| Summary: | 博士 === 國立陽明大學 === 生物醫學影像暨放射科學系 === 101 === Intracranial mass lesions include primary brain tumors, metastatic brain tumors, meningiomas, demyelination, abscesses and etc. Imaging features such as displacement of adjacent normal structures, contrast enhancement and perifocal edema are shared by these lesions. The treatment of intracranial mass lesions varies according to histopathology. Some require surgical resection, while others can be treated medically.
Conventional MRI remains the primary imaging modality for noninvasive evaluation of brain lesions. One major limitation of conventional MRI, however, is that it cannot provide physiological and metabolic information of the lesions. More advanced MR imaging techniques collectively known as physiologic MRI includes but not limited to diffusion-tensor imaging (DTI), dynamic susceptibility contrast-enhanced perfusion-weighted imaging (DSC-PWI) and susceptibility-weighted imaging (SWI), hold much promise to fill that role by potentially providing novel physiology-based information.
DTI provides information on histologic architecture such as cellularity and cellular organization by measuring the directional variation of water diffusivity. Relative cerebral blood volume (CBV) derived from DSC-PWI has been shown to correlate with degree of microvascular proliferation. SWI is a high-resolution 3D gradient-echo sequence that combines phase and magnitude information to detect magnetic susceptibility differences between adjacent tissues. Its high sensitivity in the detection of paramagnetic and diamagnetic substances such as iron deposits, blood degradation products, and calcifications provides clinically useful information in the evaluation of various disorders. The true strength of physiologic MRI is the ability to provide quantitative surrogate MR markers and depict changes in the internal architecture in the setting of no overall change in the conventional MRI.

- [REQUIRED ACTION 1]:
Print the part of the summary that opens with the words containing "DTI provides information" and closes with "the conventional MRI.".
- [REQUIRED ACTION 2]:
List the imaging features that the summary says intracranial mass lesions share.
The listing that follows the summary is not needed for anything here.

- [PROVIDED MATERIAL]:
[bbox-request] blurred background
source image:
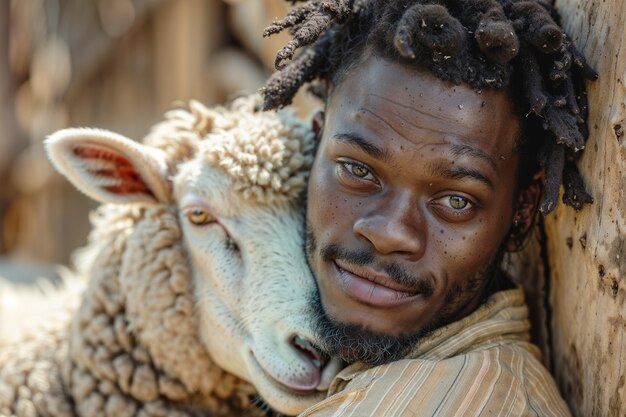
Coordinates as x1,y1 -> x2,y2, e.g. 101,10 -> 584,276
0,0 -> 317,338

- [WRITTEN SOLUTION 1]:
DTI provides information on histologic architecture such as cellularity and cellular organization by measuring the directional variation of water diffusivity. Relative cerebral blood volume (CBV) derived from DSC-PWI has been shown to correlate with degree of microvascular proliferation. SWI is a high-resolution 3D gradient-echo sequence that combines phase and magnitude information to detect magnetic susceptibility differences between adjacent tissues. Its high sensitivity in the detection of paramagnetic and diamagnetic substances such as iron deposits, blood degradation products, and calcifications provides clinically useful information in the evaluation of various disorders. The true strength of physiologic MRI is the ability to provide quantitative surrogate MR markers and depict changes in the internal architecture in the setting of no overall change in the conventional MRI.

- [WRITTEN SOLUTION 2]:
- Displacement of adjacent normal structures
- Contrast enhancement
- Perifocal edema